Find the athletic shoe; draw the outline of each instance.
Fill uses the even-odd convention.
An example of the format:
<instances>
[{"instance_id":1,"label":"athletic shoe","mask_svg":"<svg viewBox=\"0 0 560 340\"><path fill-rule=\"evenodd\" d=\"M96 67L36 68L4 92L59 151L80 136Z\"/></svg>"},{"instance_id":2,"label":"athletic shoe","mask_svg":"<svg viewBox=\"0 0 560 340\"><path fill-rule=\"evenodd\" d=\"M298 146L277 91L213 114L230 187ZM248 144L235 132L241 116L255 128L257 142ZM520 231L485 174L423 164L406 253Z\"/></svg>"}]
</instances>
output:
==
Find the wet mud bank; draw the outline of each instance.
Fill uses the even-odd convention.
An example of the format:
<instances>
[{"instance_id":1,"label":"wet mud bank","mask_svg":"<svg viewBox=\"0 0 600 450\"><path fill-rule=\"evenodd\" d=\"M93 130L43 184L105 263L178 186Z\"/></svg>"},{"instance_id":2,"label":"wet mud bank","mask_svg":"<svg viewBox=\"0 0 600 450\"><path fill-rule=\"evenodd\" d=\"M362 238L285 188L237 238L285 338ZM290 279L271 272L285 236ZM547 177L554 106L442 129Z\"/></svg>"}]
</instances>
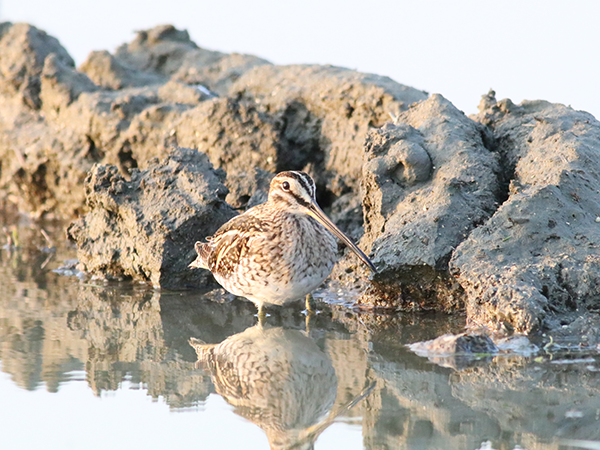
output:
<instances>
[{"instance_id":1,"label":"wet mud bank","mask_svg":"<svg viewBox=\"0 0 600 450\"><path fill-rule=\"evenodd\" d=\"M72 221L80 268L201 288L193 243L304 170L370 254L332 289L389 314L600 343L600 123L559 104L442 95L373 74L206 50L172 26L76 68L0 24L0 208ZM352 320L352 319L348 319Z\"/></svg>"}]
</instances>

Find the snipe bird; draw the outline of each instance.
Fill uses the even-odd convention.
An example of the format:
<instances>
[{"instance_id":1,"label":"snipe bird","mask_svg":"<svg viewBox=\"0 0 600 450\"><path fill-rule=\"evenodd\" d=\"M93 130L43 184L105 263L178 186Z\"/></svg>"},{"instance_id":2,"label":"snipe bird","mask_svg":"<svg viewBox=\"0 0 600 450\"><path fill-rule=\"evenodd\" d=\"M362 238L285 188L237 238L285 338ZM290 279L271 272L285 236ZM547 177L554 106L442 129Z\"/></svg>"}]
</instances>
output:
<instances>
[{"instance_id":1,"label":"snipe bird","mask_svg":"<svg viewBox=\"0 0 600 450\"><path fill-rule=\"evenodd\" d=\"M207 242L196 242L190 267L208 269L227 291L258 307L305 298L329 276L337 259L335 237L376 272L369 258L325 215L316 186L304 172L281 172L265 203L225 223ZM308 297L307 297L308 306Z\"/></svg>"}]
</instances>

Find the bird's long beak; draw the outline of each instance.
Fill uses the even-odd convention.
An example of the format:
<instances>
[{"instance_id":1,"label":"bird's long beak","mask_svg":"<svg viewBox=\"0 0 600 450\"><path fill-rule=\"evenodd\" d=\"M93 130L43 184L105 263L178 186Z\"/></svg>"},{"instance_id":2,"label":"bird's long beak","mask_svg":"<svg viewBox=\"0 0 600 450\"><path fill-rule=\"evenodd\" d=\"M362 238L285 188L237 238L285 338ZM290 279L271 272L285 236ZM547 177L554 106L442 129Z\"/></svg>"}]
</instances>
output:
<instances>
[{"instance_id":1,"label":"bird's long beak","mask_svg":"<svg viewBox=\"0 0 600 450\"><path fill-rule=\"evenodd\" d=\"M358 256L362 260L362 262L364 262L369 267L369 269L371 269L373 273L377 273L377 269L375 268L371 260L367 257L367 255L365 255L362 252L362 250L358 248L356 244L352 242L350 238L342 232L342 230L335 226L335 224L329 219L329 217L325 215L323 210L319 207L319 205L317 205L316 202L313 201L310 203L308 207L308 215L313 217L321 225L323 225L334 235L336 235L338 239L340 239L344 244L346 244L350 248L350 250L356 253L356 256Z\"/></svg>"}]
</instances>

Work to be completed:
Check each line of the records for the word "athletic" and extract those that contain it.

Exercise output:
Find the athletic shoe; draw the outline of each instance.
[{"instance_id":1,"label":"athletic shoe","mask_svg":"<svg viewBox=\"0 0 560 340\"><path fill-rule=\"evenodd\" d=\"M96 67L36 68L4 92L59 151L80 136Z\"/></svg>"},{"instance_id":2,"label":"athletic shoe","mask_svg":"<svg viewBox=\"0 0 560 340\"><path fill-rule=\"evenodd\" d=\"M298 146L277 91L213 114L230 187ZM248 144L235 132L241 116L255 128L257 142ZM520 231L485 174L423 164L406 253Z\"/></svg>"}]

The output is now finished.